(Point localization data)

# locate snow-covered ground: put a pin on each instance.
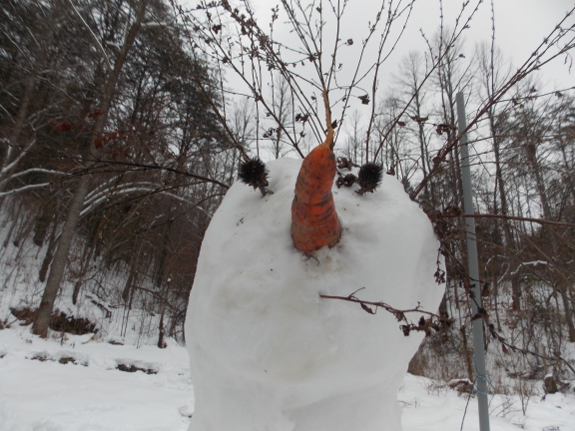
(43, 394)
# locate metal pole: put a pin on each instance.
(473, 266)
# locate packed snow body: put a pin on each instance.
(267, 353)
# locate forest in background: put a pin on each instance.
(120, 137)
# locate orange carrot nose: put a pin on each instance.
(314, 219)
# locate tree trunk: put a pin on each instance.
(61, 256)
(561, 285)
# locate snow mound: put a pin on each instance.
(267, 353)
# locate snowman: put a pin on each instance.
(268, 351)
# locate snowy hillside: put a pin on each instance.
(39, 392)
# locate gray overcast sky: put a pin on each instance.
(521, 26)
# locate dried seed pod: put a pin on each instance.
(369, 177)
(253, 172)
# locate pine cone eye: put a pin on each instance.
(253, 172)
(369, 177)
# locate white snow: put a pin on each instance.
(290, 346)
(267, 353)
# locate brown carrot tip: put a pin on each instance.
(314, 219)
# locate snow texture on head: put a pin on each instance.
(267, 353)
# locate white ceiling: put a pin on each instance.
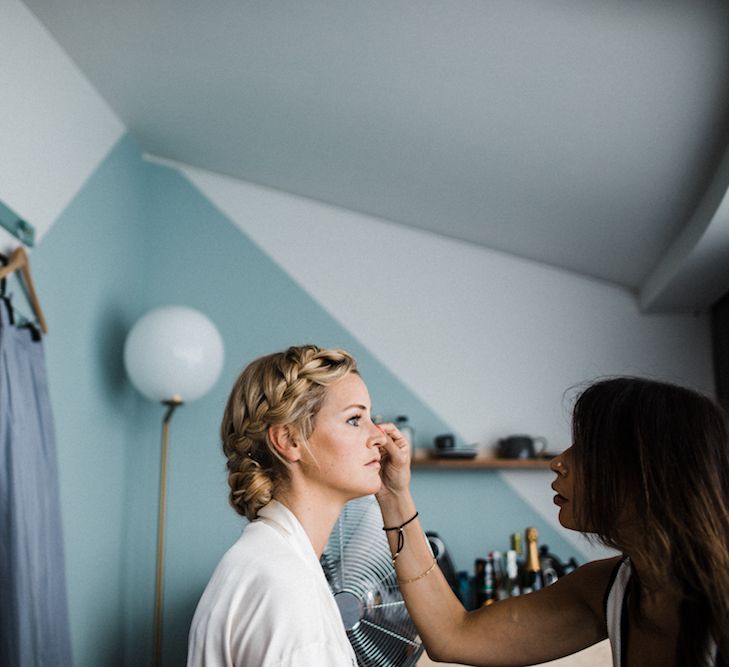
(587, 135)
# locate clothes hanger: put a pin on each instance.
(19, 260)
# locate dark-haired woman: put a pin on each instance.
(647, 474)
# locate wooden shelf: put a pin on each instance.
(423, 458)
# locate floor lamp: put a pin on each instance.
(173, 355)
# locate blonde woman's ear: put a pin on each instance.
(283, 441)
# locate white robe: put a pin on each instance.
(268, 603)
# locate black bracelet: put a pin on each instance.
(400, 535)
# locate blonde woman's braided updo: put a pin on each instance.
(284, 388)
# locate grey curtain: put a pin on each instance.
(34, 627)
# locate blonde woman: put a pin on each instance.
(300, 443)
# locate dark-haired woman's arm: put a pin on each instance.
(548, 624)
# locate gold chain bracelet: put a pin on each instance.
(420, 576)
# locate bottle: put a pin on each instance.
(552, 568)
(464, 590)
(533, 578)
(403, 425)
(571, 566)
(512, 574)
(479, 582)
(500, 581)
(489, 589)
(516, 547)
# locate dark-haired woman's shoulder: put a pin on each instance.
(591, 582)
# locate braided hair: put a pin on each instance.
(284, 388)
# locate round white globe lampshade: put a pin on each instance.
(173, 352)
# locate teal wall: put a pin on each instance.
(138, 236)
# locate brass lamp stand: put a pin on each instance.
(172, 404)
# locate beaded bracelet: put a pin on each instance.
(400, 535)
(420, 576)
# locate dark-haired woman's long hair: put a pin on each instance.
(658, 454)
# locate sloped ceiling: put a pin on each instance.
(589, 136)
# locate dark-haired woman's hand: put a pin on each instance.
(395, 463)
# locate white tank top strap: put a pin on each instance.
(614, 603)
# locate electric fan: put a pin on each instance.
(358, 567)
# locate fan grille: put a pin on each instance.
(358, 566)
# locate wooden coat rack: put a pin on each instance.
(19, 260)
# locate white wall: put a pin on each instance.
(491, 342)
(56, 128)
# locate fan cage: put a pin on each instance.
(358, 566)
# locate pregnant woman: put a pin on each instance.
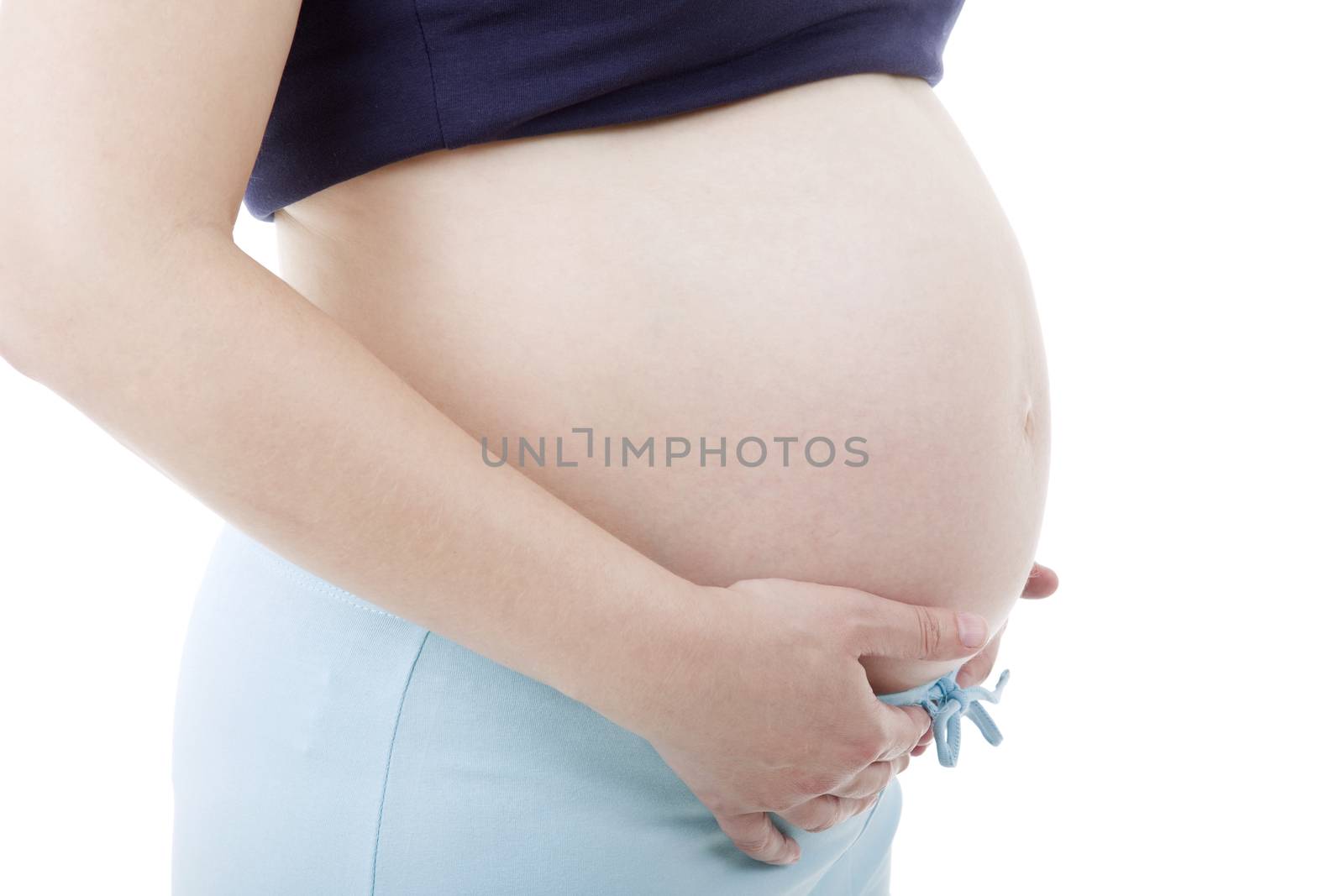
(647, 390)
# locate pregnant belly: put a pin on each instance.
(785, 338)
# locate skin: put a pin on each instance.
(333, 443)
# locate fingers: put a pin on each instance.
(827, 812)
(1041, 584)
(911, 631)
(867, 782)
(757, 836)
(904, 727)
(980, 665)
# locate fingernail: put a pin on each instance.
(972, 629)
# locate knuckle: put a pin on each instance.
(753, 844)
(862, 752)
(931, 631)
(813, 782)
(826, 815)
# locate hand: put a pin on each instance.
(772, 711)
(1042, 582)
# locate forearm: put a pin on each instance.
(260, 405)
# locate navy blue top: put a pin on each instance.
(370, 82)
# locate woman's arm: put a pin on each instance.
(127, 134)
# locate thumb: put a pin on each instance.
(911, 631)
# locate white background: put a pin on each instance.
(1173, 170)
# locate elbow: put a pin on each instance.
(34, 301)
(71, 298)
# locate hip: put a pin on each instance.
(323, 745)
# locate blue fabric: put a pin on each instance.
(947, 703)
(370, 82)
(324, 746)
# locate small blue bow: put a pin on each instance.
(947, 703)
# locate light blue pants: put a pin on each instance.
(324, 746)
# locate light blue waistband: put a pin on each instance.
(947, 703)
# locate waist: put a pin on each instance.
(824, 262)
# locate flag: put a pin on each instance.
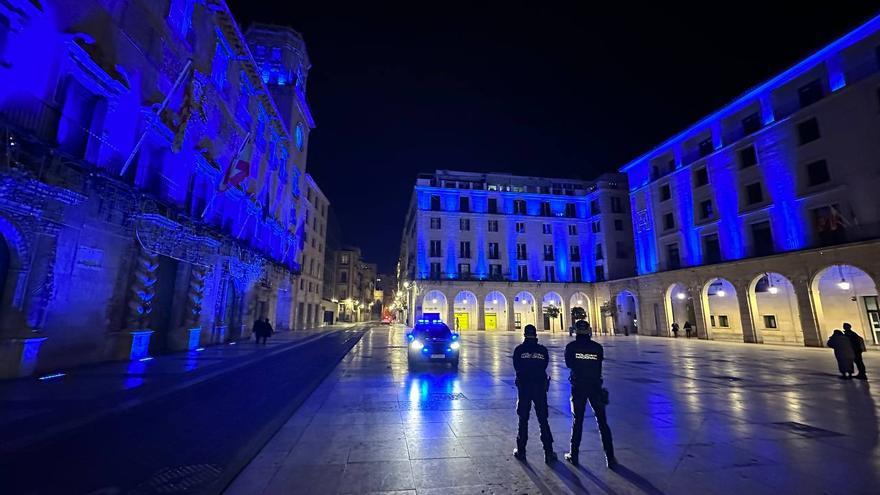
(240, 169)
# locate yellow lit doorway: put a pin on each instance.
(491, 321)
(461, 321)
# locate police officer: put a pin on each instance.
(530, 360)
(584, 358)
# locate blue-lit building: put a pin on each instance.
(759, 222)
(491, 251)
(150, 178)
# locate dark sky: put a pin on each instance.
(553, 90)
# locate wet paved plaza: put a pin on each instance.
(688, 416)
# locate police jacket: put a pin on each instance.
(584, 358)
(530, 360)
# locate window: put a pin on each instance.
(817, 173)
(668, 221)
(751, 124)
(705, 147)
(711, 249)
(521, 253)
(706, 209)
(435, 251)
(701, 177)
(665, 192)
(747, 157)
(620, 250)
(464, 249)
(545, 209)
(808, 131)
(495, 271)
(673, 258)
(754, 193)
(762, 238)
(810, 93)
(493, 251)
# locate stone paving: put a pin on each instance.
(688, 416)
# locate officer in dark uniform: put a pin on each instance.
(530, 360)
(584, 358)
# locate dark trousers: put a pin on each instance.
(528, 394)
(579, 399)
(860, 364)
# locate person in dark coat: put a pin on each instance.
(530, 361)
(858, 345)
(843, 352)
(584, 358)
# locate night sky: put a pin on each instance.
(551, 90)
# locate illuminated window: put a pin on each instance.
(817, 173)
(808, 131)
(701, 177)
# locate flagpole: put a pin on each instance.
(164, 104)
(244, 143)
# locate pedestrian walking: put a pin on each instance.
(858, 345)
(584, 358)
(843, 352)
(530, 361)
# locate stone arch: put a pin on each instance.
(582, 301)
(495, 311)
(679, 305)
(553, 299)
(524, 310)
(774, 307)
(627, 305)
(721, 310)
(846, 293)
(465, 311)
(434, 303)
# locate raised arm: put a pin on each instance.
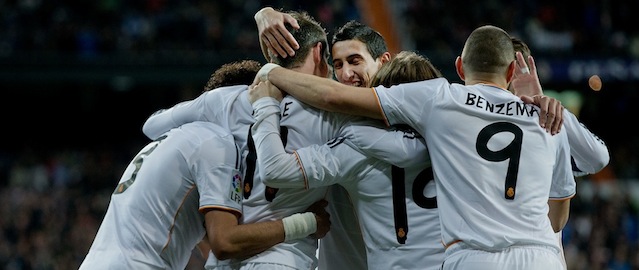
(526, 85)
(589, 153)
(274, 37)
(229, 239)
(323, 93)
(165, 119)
...
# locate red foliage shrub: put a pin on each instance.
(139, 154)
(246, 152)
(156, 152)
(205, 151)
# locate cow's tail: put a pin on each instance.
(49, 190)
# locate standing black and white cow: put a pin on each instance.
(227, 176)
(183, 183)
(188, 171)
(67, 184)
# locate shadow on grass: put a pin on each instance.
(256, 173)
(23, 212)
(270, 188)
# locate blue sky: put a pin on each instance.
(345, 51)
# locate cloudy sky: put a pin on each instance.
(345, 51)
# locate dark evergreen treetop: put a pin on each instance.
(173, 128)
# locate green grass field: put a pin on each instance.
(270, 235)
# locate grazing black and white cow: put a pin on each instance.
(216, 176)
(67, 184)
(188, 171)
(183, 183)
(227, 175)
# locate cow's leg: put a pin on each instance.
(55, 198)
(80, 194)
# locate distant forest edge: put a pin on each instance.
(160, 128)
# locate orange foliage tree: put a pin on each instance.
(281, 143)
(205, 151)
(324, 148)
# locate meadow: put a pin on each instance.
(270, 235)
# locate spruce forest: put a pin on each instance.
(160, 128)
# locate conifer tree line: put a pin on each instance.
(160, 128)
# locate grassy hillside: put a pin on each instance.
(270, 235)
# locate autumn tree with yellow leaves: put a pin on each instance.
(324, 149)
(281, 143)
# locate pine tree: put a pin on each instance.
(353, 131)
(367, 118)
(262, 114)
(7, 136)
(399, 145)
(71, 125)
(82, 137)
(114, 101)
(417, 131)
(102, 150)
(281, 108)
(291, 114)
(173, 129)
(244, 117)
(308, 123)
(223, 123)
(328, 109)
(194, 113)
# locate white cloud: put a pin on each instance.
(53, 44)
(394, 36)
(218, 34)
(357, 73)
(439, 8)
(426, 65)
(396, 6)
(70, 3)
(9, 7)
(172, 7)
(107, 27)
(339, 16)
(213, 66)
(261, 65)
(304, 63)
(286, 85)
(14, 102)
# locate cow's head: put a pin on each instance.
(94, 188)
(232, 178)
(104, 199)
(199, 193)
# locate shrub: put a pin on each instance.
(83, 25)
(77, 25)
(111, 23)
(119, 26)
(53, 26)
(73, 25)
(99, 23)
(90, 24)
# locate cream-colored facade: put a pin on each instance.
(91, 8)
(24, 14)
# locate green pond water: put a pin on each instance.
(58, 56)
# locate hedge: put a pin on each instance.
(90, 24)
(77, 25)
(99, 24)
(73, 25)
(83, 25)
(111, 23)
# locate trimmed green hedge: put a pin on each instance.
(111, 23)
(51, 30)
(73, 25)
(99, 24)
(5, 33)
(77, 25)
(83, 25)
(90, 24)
---
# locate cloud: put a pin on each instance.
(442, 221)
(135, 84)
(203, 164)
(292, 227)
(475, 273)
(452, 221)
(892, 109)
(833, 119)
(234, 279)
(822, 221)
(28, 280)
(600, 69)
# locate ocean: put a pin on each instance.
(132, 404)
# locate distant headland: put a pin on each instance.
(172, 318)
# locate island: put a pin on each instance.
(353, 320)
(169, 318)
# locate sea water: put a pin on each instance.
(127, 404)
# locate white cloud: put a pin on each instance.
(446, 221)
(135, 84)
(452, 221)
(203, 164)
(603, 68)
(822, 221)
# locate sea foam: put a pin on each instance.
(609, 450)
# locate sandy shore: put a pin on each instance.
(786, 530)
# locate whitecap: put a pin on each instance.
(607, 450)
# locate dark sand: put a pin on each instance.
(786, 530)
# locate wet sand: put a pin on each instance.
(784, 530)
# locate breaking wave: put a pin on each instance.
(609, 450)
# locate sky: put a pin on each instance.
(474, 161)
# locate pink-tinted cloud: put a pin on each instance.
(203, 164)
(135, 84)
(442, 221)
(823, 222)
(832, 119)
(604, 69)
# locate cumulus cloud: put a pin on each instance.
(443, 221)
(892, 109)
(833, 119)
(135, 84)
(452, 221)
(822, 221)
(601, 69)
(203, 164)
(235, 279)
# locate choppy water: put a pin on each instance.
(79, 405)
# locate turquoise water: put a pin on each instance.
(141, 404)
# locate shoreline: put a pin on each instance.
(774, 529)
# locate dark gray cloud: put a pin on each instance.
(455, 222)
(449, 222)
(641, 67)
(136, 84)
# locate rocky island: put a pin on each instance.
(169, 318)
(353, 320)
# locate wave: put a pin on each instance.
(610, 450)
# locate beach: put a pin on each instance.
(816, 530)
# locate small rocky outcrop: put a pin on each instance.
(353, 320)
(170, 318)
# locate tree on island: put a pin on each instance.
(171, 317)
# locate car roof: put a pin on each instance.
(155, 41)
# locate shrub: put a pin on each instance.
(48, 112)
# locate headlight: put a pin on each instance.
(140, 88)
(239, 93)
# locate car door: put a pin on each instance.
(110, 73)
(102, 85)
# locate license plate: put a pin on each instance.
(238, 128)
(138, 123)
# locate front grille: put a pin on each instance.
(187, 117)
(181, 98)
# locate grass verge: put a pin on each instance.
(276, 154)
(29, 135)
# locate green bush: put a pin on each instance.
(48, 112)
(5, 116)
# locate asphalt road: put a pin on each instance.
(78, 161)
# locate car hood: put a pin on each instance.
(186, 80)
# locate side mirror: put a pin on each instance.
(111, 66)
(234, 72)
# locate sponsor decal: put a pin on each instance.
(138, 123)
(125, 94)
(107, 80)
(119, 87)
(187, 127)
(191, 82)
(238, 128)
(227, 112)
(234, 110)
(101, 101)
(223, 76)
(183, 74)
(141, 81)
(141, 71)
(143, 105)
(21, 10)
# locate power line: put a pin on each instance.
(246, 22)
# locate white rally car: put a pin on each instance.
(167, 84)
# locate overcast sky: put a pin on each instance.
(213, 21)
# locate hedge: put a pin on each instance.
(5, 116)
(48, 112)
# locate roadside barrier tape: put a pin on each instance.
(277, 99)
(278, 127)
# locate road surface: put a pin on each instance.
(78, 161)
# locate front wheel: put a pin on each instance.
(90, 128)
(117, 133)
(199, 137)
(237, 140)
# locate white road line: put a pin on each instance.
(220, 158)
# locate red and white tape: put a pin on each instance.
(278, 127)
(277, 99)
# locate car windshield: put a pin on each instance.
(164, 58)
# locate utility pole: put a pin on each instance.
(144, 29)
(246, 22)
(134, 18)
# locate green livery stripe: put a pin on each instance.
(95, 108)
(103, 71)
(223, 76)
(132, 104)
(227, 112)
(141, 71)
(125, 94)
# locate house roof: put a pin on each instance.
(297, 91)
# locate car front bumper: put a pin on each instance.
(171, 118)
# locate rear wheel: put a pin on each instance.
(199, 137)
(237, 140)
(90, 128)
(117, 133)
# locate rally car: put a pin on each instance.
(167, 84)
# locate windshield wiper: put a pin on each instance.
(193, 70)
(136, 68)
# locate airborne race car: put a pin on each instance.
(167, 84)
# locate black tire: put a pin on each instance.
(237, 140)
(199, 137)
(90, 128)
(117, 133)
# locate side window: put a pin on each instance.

*WHAT YOU NEED TO DO*
Reproduce verbatim the lines above, from the line with "# locate front wheel: put" through the line with "# locate side window: put".

*EXERCISE ANSWER*
# locate front wheel: put a pin on each instance.
(90, 128)
(117, 133)
(199, 137)
(237, 140)
# locate white road line: put a pin on each instance.
(220, 158)
# locate red and white tape: put a pin on each instance.
(278, 127)
(277, 99)
# locate car windshield: put a pin on each instance.
(164, 58)
# locate utility pole: put a pin on each instance.
(144, 29)
(246, 22)
(134, 18)
# locate green livery stripe: put a pin on each instance.
(95, 108)
(103, 71)
(223, 76)
(132, 104)
(227, 112)
(141, 71)
(125, 94)
# locate house roof: put a pin on each instance.
(297, 91)
# locate car front bumper: put a pin on each instance.
(171, 118)
# locate rear wheel: put a pin on each instance.
(199, 137)
(237, 140)
(90, 128)
(117, 133)
# locate rally car: put a pin on each instance.
(167, 84)
# locate windshield wiper: put a pin on each instance.
(193, 70)
(136, 68)
# locate airborne race car: put a pin on each instance.
(167, 84)
# locate black tire: put a pin on each instance.
(237, 140)
(199, 137)
(90, 128)
(117, 133)
# locate side window: put a pin on each instance.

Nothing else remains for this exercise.